## [Goal of the exercise]
Would you copy the full listing that follows without changing a thing?

(Source information Opens)

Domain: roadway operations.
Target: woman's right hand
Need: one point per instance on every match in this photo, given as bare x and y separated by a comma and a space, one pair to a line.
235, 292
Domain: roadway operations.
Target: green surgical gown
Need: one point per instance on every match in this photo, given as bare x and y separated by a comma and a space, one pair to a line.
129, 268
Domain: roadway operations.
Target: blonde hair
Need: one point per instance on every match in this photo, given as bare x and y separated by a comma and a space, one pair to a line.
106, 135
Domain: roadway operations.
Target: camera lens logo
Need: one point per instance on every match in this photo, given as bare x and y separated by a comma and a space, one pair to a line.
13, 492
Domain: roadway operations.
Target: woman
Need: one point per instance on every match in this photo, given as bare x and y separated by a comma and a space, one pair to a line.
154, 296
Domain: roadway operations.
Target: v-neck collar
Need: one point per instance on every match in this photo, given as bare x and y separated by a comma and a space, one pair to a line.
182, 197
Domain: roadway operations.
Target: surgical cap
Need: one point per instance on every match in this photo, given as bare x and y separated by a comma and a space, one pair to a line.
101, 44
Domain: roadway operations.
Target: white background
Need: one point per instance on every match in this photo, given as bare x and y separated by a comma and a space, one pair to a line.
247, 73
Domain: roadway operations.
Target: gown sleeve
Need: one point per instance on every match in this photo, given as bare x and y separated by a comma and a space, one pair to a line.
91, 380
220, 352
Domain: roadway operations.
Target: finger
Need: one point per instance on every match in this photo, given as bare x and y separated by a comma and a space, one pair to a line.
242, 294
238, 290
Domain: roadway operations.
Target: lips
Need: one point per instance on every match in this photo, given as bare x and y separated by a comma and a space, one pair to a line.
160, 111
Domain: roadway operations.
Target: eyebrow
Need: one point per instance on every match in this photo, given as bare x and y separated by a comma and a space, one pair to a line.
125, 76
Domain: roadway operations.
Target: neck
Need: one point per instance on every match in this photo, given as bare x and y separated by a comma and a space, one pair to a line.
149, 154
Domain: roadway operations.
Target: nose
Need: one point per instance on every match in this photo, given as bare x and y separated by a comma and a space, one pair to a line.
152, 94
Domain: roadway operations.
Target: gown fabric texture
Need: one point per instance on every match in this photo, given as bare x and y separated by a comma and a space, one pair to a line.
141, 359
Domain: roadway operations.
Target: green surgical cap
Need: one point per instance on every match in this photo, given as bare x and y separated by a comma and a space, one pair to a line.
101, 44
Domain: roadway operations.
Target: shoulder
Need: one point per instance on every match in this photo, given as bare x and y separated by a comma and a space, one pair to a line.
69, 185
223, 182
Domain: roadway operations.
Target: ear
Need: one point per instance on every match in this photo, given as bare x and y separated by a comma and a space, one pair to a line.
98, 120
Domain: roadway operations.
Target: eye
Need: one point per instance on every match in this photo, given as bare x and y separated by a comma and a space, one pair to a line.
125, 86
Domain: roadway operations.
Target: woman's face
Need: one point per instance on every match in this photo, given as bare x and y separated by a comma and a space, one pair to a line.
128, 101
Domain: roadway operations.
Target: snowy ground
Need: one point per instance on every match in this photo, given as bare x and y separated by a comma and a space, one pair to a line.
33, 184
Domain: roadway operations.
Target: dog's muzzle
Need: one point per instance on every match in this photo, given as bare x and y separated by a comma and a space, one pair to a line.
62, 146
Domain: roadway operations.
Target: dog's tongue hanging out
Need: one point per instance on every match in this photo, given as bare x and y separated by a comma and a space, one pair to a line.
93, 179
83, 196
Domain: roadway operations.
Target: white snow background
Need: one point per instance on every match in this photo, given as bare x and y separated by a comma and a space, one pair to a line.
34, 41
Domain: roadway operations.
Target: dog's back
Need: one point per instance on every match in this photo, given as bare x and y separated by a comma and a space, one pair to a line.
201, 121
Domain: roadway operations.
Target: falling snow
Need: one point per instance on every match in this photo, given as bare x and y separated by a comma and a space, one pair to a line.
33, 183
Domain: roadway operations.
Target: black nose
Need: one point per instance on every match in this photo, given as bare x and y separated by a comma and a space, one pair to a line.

(Source information Closes)

## [Output of the task]
Domain: roadway operations.
Target: woman's right hand
Need: one point per instance on every match in this photo, given as bare x and y separated by a comma and a space, one pair to a line.
235, 292
Domain: roadway operations.
Target: green surgical gown
Need: one point per instance on every match in this photo, given as bare x and y separated by a comma and a space, one pair to a line.
129, 268
Domain: roadway operations.
Target: blonde hair
Need: one point per instance on every match in this photo, given as bare x and y separated by a comma and a space, one pair to a line.
106, 135
Domain: roadway operations.
Target: camera lens logo
Need: one point per instance on every match in this photo, given as bare x and y separated by a comma and a space, one pair to a line.
13, 492
Domain: roadway operations.
Target: woman
Need: one point per instance on every match in this photo, given as bare x and y separated by a comma and a space, one pair to a line.
154, 296
Domain: roadway operations.
Target: v-neck collar
Need: one point per instance on every match in this photo, given as bare x and y separated by a comma and a space, one pair to a line.
182, 197
Domain: roadway operations.
Target: surgical cap
Need: one point per instance on every match in this photo, given as bare x and y separated by a comma and a space, one pair to a line.
101, 44
Domain: roadway operations.
Target: white background
Need: one point per instance on every match in this photo, given as bare x and y separated by a comma and a space, one pair to a line.
247, 73
Domain: roadway operations.
Target: gown sleeve
Need: one point per instance on every match in this photo, given as bare x and y separated by a comma and a space, one pair to a line.
91, 380
220, 352
Domain: roadway operations.
Target: finger
Need: one point per instance on every match in this photo, given as bare x and y separated by a comma and a space, one pair to a line.
242, 294
238, 290
Domain: roadway operations.
Target: lips
Need: one point per instance on every match in this photo, given as bare x and y separated by a comma and a space, one pair to a line.
160, 111
Domain: roadway operations.
Target: eyebrow
Need: one point per instance on every match in this photo, given as bare x and y separated by a comma and a space, one pair to a line.
125, 76
Domain: roadway operations.
Target: neck
Need: one point per instance on every match in this photo, given as bare x and y separated by a comma and a space, one pair to a line.
149, 154
Domain: roadway operations.
Target: nose
Need: one point per instance on every match in this photo, given as bare x and y separated by a comma and a space, one pair to a line.
152, 94
Domain: roadway operations.
Target: gown fabric texture
Need: one point per instance on every match in this photo, given as bare x and y separated by a comma and a space, one pair to a line.
141, 359
Domain: roadway operations.
Target: green surgical cap
Need: one point per instance on every match in this photo, given as bare x and y separated by a comma and a space, one pair to a line.
101, 44
Domain: roadway operations.
Target: shoulder
Need: one point per instance on every match in this photo, given as bare x and y separated by a comma and a space, one pair to a line.
69, 185
223, 182
Domain: roadway operations.
Target: ear
Need: one point per instance on every match in this photo, given as bare x and y separated by a comma and a space, one pair to a line.
98, 120
Domain: roadway operations.
Target: eye
Need: one point per instance on every match in this photo, given as bare x and y separated by a comma and a space, one pair to a line.
125, 86
Domain: roadway operations.
Target: woman's face
Need: one point per instance on every match in this photo, given as bare x and y separated by a comma and a space, one pair to a line.
128, 101
Domain: roadway operations.
Target: snowy ground
Need: one point per instance on every match in this photo, given as bare x and y separated by a comma and a space, one pair to a line.
33, 184
Domain: roadway operations.
Target: dog's muzzle
Need: one point per instance on every match in this photo, given as bare x and y separated by a comma and a space, one pair to a line.
62, 146
Domain: roadway operations.
Target: dog's tongue hanging out
Need: one point per instance on every match in this photo, given as bare x and y separated by a comma and a space, one pair to a line.
93, 179
83, 196
Domain: roadway operations.
Target: white snow background
Need: one point per instance on every match in this photo, given as bare x and y separated by a comma and a space, one pair to a line.
34, 41
Domain: roadway operations.
Target: dog's back
Need: one point per instance on every match in this photo, given as bare x and y separated by a comma and a space, one pair to a line.
201, 121
Domain: roadway operations.
Target: falling snow
Need: one point per instance on every match in this photo, given as bare x and y separated by a comma and a space, one pair to a line.
33, 183
Domain: roadway operations.
Target: black nose
Need: one point per instance on every match in this photo, given as bare x and y separated by a comma and a space, one pair to a line.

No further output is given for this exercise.